Work task: Please quote the entire passage about the NHS, word for word.
[[ Excerpt to read, beginning ]]
It’s one of the main reasons I am standing for election. It’s why I go out most days to knock on doors, one of the main reasons so many volunteers join me. We believe in a world where everyone contributes according to their means, so that everyone is cared for when they need it. Our experience of speaking to people across Bristol is that most people agree that the NHS is the best way we know that this principle of fairness works.
is needed now More than ever
Alex in Cotham, last week, said: “I’ve recently had an operation and got fantastic care.” And he linked this to immigration. “I get fed up of the stereotyping of immigrants– the care I got from the NHS shows just how hard people work when they come here.”
GPs and Practice Managers have been getting in touch with me in response to a survey Darren Jones (Labour’s candidate in Bristol North West) and I are doing.
One Practice Manager said: “it’s not commissioning as such that’s the problem, it’s the devastation of the Primary Care Trust and replacement by NHS England, who run roughshod over practices. Administration has been triplicated between CCG, NHS England and Public Health.”
Another Practice Manager adds: “GPs are now expected to be doctors, report fillers, audit clerks, pathway developers, commissioners of services, developers of services… GPs are expected to solve secondary care problems all of which are not our making or within our control.”
A GP told me: “Patient care isn’t suffering, we’re just working harder and longer hours.” This practice has invited me to come and see for myself how they are managing.
Another GP who has also invited me to meet up has welcomed the survey and also suggested some more questions to ask, about how demographic and organisational changes have affected workload and patient care. I’m really looking forward to spending time with them and learning more.
[[ Excerpt to read, end ]]
[[ Material shown, beginning ]]
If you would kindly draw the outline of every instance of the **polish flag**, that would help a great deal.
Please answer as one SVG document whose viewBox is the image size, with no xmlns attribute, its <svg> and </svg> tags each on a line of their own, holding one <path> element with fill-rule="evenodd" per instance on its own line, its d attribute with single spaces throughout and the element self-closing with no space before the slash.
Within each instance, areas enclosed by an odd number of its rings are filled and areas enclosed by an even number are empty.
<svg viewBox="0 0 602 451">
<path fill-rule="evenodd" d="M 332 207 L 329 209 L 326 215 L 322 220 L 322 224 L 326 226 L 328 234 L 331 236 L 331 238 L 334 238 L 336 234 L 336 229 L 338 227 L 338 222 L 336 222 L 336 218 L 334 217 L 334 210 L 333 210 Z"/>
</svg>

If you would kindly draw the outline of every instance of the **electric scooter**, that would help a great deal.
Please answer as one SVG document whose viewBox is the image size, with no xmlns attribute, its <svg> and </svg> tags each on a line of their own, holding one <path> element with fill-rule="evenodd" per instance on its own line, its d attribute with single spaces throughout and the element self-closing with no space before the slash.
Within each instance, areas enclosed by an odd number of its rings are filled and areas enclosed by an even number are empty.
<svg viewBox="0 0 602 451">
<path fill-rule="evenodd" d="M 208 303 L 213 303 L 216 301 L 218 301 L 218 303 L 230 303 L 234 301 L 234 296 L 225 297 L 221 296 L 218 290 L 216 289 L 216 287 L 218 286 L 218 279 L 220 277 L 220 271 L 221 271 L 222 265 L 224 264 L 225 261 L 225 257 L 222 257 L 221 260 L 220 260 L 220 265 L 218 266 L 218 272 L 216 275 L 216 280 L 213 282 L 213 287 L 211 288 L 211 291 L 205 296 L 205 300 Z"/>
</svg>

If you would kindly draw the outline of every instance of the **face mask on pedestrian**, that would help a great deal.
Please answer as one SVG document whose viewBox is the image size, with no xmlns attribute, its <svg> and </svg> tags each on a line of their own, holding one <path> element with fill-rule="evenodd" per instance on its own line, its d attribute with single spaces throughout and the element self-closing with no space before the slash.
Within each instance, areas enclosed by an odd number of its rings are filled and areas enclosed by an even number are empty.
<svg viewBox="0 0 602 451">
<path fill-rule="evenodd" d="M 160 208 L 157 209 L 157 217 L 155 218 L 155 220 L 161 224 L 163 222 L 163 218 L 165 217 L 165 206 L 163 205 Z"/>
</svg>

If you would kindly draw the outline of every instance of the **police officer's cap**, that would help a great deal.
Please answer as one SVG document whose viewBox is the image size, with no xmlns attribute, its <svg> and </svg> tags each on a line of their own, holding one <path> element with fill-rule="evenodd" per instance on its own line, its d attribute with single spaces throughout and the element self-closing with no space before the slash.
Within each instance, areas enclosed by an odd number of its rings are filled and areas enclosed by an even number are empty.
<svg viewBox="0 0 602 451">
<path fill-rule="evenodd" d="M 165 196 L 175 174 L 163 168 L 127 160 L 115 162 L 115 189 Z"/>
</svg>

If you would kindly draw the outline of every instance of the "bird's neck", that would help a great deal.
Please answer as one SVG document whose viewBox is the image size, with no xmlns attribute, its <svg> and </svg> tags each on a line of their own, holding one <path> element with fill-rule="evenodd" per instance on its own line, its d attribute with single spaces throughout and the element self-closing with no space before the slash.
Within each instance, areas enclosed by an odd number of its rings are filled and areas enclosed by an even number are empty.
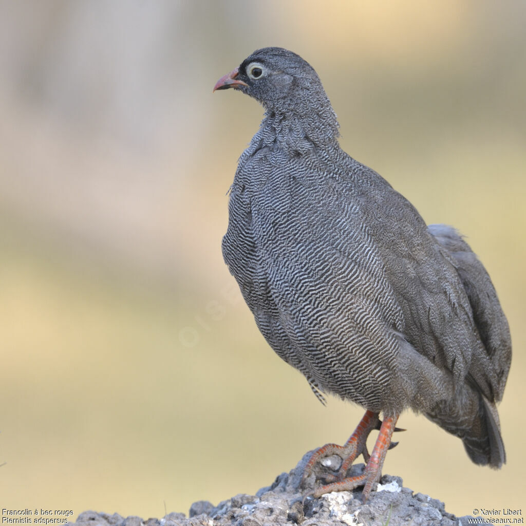
<svg viewBox="0 0 526 526">
<path fill-rule="evenodd" d="M 305 153 L 313 147 L 339 148 L 336 115 L 330 106 L 298 110 L 267 108 L 260 132 L 265 143 L 271 143 L 291 154 Z"/>
</svg>

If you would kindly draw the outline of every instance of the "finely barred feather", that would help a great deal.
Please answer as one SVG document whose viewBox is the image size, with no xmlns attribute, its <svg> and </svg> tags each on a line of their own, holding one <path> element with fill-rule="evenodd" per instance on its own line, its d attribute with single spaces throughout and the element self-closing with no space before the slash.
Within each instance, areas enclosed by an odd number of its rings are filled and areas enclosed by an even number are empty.
<svg viewBox="0 0 526 526">
<path fill-rule="evenodd" d="M 265 78 L 247 75 L 253 61 Z M 495 401 L 511 342 L 483 267 L 342 151 L 298 55 L 259 50 L 237 78 L 266 113 L 230 188 L 223 255 L 267 341 L 322 401 L 320 391 L 387 416 L 422 412 L 473 461 L 500 467 Z"/>
</svg>

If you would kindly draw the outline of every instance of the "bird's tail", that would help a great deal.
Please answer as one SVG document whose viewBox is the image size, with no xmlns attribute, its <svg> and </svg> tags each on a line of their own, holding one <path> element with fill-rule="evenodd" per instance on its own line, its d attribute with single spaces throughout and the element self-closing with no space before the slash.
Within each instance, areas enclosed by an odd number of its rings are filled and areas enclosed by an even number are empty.
<svg viewBox="0 0 526 526">
<path fill-rule="evenodd" d="M 426 414 L 443 429 L 461 438 L 471 460 L 479 466 L 499 469 L 506 462 L 497 407 L 482 393 L 470 393 L 468 403 L 452 410 L 438 404 Z"/>
<path fill-rule="evenodd" d="M 478 414 L 471 429 L 462 437 L 462 442 L 476 464 L 498 469 L 506 462 L 497 407 L 480 393 Z"/>
</svg>

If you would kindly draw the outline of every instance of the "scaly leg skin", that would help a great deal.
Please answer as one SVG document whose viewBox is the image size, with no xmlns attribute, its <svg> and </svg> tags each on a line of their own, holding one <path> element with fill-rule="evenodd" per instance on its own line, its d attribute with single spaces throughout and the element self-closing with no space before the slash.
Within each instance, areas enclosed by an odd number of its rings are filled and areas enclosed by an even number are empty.
<svg viewBox="0 0 526 526">
<path fill-rule="evenodd" d="M 372 485 L 377 482 L 381 476 L 382 466 L 386 458 L 386 454 L 391 444 L 391 437 L 394 431 L 395 424 L 398 415 L 394 417 L 387 417 L 383 419 L 380 428 L 378 438 L 377 439 L 370 457 L 367 452 L 366 441 L 369 433 L 375 429 L 378 421 L 378 413 L 371 411 L 366 412 L 358 427 L 342 447 L 336 444 L 327 444 L 316 451 L 309 460 L 304 472 L 304 479 L 308 476 L 312 466 L 321 457 L 336 454 L 346 455 L 338 475 L 332 478 L 336 482 L 317 488 L 310 494 L 318 498 L 331 491 L 350 491 L 358 486 L 363 486 L 362 501 L 365 502 L 369 497 Z M 363 473 L 357 477 L 343 479 L 348 467 L 356 458 L 362 454 L 367 462 Z M 328 480 L 332 480 L 332 479 Z"/>
</svg>

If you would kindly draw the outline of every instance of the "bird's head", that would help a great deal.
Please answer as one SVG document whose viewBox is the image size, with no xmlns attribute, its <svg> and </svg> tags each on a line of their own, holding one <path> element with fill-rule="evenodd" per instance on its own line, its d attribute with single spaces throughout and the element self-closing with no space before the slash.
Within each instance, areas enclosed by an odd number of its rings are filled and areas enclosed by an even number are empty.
[[ Material shown, end ]]
Answer space:
It’s one of the main reasons I am standing for election. It’s why I go out most days to knock on doors, one of the main reasons so many volunteers join me. We believe in a world where everyone contributes according to their means, so that everyone is cared for when they need it. Our experience of speaking to people across Bristol is that most people agree that the NHS is the best way we know that this principle of fairness works.
is needed now More than ever
Alex in Cotham, last week, said: “I’ve recently had an operation and got fantastic care.” And he linked this to immigration. “I get fed up of the stereotyping of immigrants– the care I got from the NHS shows just how hard people work when they come here.”
GPs and Practice Managers have been getting in touch with me in response to a survey Darren Jones (Labour’s candidate in Bristol North West) and I are doing.
One Practice Manager said: “it’s not commissioning as such that’s the problem, it’s the devastation of the Primary Care Trust and replacement by NHS England, who run roughshod over practices. Administration has been triplicated between CCG, NHS England and Public Health.”
Another Practice Manager adds: “GPs are now expected to be doctors, report fillers, audit clerks, pathway developers, commissioners of services, developers of services… GPs are expected to solve secondary care problems all of which are not our making or within our control.”
A GP told me: “Patient care isn’t suffering, we’re just working harder and longer hours.” This practice has invited me to come and see for myself how they are managing.
Another GP who has also invited me to meet up has welcomed the survey and also suggested some more questions to ask, about how demographic and organisational changes have affected workload and patient care. I’m really looking forward to spending time with them and learning more.